Rewrite every item below, substituting "Annotator note" for "Reviewer note" and leaving everything else unchanged. Omit the pictures from your answer.

^^^^

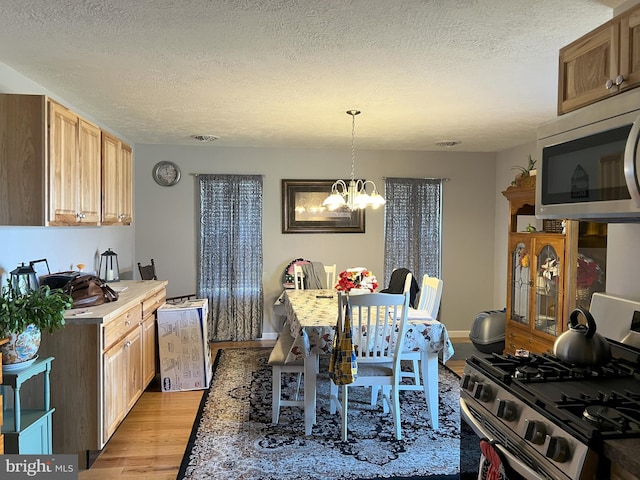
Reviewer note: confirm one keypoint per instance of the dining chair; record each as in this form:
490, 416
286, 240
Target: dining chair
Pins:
430, 295
375, 318
331, 275
298, 277
278, 366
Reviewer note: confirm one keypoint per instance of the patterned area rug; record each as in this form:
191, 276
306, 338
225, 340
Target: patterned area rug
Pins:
233, 437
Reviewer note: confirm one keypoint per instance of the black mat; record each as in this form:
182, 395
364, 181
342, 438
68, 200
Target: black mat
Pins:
233, 424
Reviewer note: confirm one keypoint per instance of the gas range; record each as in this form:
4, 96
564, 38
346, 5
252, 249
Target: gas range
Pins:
548, 417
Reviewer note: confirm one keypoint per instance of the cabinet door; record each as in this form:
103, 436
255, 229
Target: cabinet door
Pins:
519, 283
586, 65
117, 181
63, 169
111, 151
113, 389
148, 349
630, 49
89, 173
548, 264
133, 367
125, 186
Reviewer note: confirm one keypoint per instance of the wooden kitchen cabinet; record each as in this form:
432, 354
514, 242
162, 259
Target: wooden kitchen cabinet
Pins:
122, 379
117, 181
604, 62
54, 167
74, 168
105, 362
549, 273
51, 160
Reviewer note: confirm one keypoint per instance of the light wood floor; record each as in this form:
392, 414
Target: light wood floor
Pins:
150, 443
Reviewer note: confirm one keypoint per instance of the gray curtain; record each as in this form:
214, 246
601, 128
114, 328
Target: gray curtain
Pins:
413, 226
230, 266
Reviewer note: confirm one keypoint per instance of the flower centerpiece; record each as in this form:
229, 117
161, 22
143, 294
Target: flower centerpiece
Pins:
357, 279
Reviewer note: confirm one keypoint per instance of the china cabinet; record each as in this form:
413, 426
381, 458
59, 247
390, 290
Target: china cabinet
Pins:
549, 272
601, 63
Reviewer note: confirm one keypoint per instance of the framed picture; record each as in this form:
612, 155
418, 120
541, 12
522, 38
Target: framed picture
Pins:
302, 210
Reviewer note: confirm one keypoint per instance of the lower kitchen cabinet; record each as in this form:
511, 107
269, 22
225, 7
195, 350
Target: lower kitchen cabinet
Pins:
104, 364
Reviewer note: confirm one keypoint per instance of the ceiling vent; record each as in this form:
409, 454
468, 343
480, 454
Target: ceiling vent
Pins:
205, 138
448, 143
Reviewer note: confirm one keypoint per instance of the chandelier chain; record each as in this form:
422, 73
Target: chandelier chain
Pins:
353, 140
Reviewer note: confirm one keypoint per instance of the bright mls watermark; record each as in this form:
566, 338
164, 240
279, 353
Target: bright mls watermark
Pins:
45, 467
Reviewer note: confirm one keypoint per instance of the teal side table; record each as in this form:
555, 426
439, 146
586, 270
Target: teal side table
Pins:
27, 431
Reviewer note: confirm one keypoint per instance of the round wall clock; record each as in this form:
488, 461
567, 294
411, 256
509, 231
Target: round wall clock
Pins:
166, 173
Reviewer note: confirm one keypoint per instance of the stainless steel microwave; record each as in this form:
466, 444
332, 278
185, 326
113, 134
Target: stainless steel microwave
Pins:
589, 162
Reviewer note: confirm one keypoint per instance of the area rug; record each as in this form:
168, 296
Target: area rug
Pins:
233, 437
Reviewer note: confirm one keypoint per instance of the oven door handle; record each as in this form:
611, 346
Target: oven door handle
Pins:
512, 461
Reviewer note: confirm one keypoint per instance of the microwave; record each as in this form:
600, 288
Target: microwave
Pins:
589, 163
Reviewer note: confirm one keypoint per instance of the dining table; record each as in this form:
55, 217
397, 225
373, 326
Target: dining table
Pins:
311, 319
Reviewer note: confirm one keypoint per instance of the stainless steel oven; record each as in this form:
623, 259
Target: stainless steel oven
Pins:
549, 419
589, 162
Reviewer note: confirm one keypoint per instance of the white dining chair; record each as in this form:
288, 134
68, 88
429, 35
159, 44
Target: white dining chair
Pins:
278, 366
382, 316
298, 277
331, 275
430, 295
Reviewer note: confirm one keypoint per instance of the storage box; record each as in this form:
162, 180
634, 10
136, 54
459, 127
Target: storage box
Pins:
488, 331
183, 346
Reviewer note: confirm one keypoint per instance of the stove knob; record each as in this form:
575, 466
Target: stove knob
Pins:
557, 449
535, 431
467, 382
507, 409
482, 392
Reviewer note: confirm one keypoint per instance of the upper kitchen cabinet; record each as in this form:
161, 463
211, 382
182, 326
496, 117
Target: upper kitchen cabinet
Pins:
74, 168
117, 181
602, 63
49, 164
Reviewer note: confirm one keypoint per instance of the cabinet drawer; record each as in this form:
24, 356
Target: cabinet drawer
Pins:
120, 326
152, 303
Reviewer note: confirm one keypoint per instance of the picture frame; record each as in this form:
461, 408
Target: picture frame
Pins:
302, 210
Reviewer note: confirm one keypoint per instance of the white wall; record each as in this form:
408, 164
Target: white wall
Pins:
167, 229
63, 247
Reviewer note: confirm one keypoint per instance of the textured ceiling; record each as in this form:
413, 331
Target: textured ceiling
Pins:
279, 73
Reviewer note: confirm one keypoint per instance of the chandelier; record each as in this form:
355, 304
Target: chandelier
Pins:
353, 196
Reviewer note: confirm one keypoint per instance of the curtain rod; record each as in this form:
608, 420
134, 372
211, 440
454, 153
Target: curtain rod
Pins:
250, 174
444, 179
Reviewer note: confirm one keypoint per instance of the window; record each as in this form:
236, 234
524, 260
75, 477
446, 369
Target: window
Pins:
413, 226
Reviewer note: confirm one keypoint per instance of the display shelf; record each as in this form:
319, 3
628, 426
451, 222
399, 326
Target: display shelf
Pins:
27, 431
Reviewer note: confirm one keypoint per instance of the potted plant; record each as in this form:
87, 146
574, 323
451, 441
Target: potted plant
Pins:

^^^^

▶ **Answer in full**:
Annotator note: confirm one keypoint per instance of the dining chair; record each as in this form:
490, 416
286, 240
Target: dining chair
Pins:
430, 295
375, 318
331, 275
298, 277
278, 366
Annotator note: confirm one keypoint per instance of the patterned area rug; record each as in this form:
191, 276
306, 338
225, 340
Target: patterned area rug
Pins:
233, 437
Annotator note: confirm one keypoint per instance of the black mat; record each as in this form:
182, 395
364, 181
342, 438
68, 200
Target: black mat
Pins:
233, 424
Annotator note: confirm one keypoint per instance of the gas range; record each as in this form:
4, 96
564, 38
346, 5
252, 249
Target: gas range
Pins:
548, 417
Annotator note: confirm one keypoint per instance of the cabinet door; record each as in this form:
103, 436
255, 229
Target: cabinet door
Pins:
519, 283
586, 65
117, 181
63, 169
111, 151
113, 389
148, 349
630, 49
89, 173
548, 264
133, 367
125, 186
Annotator note: confirm one keypoint per instance of the wooden kitchen cabinet; record each as in this form:
432, 354
514, 242
162, 259
Target: wooden kitchen cabinet
Pins:
122, 379
117, 181
604, 62
54, 167
74, 168
105, 362
549, 273
51, 160
Annotator note: confirm one keypoint per instance of the light wood floor; record each as in this form:
392, 414
Target: light wood floor
Pins:
150, 443
Annotator note: confirm one keypoint per instance of the gray curtain; record each as in this form:
214, 246
601, 128
114, 328
Target: gray curtain
Pins:
413, 226
230, 266
Annotator note: confirm one keypoint per instance of the flower centerpiece; record each as in this form:
229, 117
161, 22
143, 294
Target: flower centerpiece
Pins:
357, 279
Annotator note: confirm one keypoint per instance of the china cabinet; record each as in this form:
413, 426
381, 458
59, 247
390, 290
Target: china cabinet
Pins:
549, 272
601, 63
Annotator note: confirm one keypoint per instance of the framed picture; record each as in this form:
612, 155
418, 120
541, 12
522, 38
Target: framed picture
Pins:
302, 210
Annotator note: confirm one keypoint per instance of the lower kitchen cabinet; record each as in this form:
511, 107
269, 22
225, 7
195, 350
Target: lower kitchen cabinet
Pins:
104, 364
Annotator note: confirm one keypoint per instance of the ceiling vent; record each as in this form:
409, 454
468, 343
480, 454
Target: ceiling vent
Pins:
205, 138
448, 143
Annotator note: confirm one keypoint per instance of the chandelier chain; record each as in this form:
422, 73
Target: chandelier chain
Pins:
353, 140
Annotator note: confirm one keypoint per instance of the bright mls watermark; record each as in this form:
566, 338
164, 240
279, 353
Target: bright mls watermark
Pins:
45, 467
Annotator note: confirm one keypoint per instance of the teal side table; record each as in this form:
555, 426
439, 146
586, 270
Target: teal side table
Pins:
27, 431
Annotator note: confirm one keypoint per instance of the round wall clock; record each as in this form:
488, 461
567, 294
411, 256
509, 231
Target: round wall clock
Pins:
166, 173
Annotator note: confirm one keypoint per instance of the stainless steel microwave; record each as in this form:
466, 444
332, 278
185, 326
113, 134
Target: stainless steel microwave
Pins:
589, 162
Annotator note: confirm one keypoint per instance of the area rug; record each as in this form:
168, 296
Target: area rug
Pins:
233, 437
Annotator note: confirm one keypoint per instance of the oven door handle; record each as in this form:
611, 346
Target: oven door handle
Pins:
512, 461
Annotator note: confirm one keypoint per instance of the microwave; record each as in this form:
600, 288
Target: microwave
Pins:
589, 163
Annotator note: confirm one keypoint per instance of the dining table; record each as in this form:
55, 217
397, 225
373, 326
Target: dining table
Pins:
311, 319
Annotator note: confirm one keypoint per instance of the stainless steel oven; record each as in this form:
623, 259
Target: stainless steel oven
Pins:
549, 419
589, 162
Annotator note: confirm one keypoint per instance of the white dining chair; record each as in this form:
288, 134
68, 88
429, 35
159, 44
Target: white dining chair
Pins:
278, 366
382, 316
298, 277
331, 275
430, 295
Annotator note: confirm one keypoint per instance of the storage box; record each as in this form:
162, 180
634, 10
136, 54
459, 127
Target: storage box
Pins:
488, 331
183, 346
Annotator note: confirm one keypoint per instance of the stove knob; record each as in this form:
575, 466
Target: stove knob
Pins:
557, 449
535, 431
467, 382
507, 409
482, 392
Annotator note: confirm one keypoint per instance of the upper kitchen cabinet; record each as in this form:
161, 463
211, 382
182, 326
496, 117
Target: upper kitchen cabinet
Pins:
74, 168
117, 181
602, 63
49, 164
Annotator note: confirm one keypoint per instance of the cabinet drawer; record each as in this form:
24, 356
Target: cabinet drawer
Pins:
120, 326
152, 303
Annotator note: confirm one keypoint per instance of the picture frame; record each as in this form:
461, 408
Target: picture frame
Pins:
302, 210
Annotator note: confirm one keypoint per instance of the white wall; record each as in this form:
408, 164
Target: white wall
Pins:
167, 229
63, 247
Annotator note: confirm one keypoint per instance of the textured ceiling; record each as in this form:
413, 331
Target: textured ceiling
Pins:
279, 73
Annotator note: confirm one keypoint per instance of the chandelier; record each as in this form:
355, 304
Target: chandelier
Pins:
353, 196
Annotator note: confirm one keypoint per instance of the curtain rod; record each as in this form:
608, 420
134, 372
211, 440
454, 153
Target: curtain rod
Pins:
250, 174
444, 179
Annotator note: confirm one keypoint per instance of the window; record each as in this form:
236, 234
524, 260
75, 477
446, 369
Target: window
Pins:
413, 226
Annotator note: confirm one keypoint per instance of the display shelf; record each as in this form:
319, 3
628, 426
451, 222
399, 326
Target: display shelf
Pins:
27, 431
Annotator note: confirm one keypoint per instance of the potted plant; record each as in this form:
87, 146
574, 323
451, 441
Target: potted plant
Pins:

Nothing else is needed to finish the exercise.